━━ Source document
The United States had not previously indicated that it would consider reducing to a level of 1,500 deployed warheads. Instead, Washington has publicly insisted that a START III agreement cap deployed warheads at a level of 2,000 to 2,500. But National Security Adviser Samuel Berger told The Washington Post at the end of April that the United States might consider lower START III levels within the context of ABM Treaty talks.

 

Russia Remains Resolute in Its Opposition to NMD

Moscow maintains it is not interested in amending the ABM Treaty. In its April 14 approval of START II, which cuts deployed U.S. and Russian strategic forces to no more than 3,500 deployed nuclear warheads each, the Duma, Russia's lower house of parliament, linked Moscow's future adherence to the arms reduction accord with Washington remaining party to the ABM Treaty. Russian President Vladimir Putin warned that Russia would withdraw from all arms control treaties, strategic and conventional, if the United States withdraws from the ABM Treaty.
━━━━
__Problems to solve__
1. In the arms control excerpt, what range has Washington publicly insisted a START III agreement should use to cap deployed warheads?
2. Reproduce verbatim everything in the arms control excerpt from "Russia Remains Resolute" down to "from the ABM Treaty.".
The listing that comes next is separate material, unrelated to the arms control excerpt.
━━ Listing
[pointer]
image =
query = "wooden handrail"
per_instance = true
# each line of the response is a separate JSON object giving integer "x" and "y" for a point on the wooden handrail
━━━━
__Expected responses__
1. 2,000 to 2,500 deployed warheads.

2.
Russia Remains Resolute in Its Opposition to NMD

Moscow maintains it is not interested in amending the ABM Treaty. In its April 14 approval of START II, which cuts deployed U.S. and Russian strategic forces to no more than 3,500 deployed nuclear warheads each, the Duma, Russia's lower house of parliament, linked Moscow's future adherence to the arms reduction accord with Washington remaining party to the ABM Treaty. Russian President Vladimir Putin warned that Russia would withdraw from all arms control treaties, strategic and conventional, if the United States withdraws from the ABM Treaty.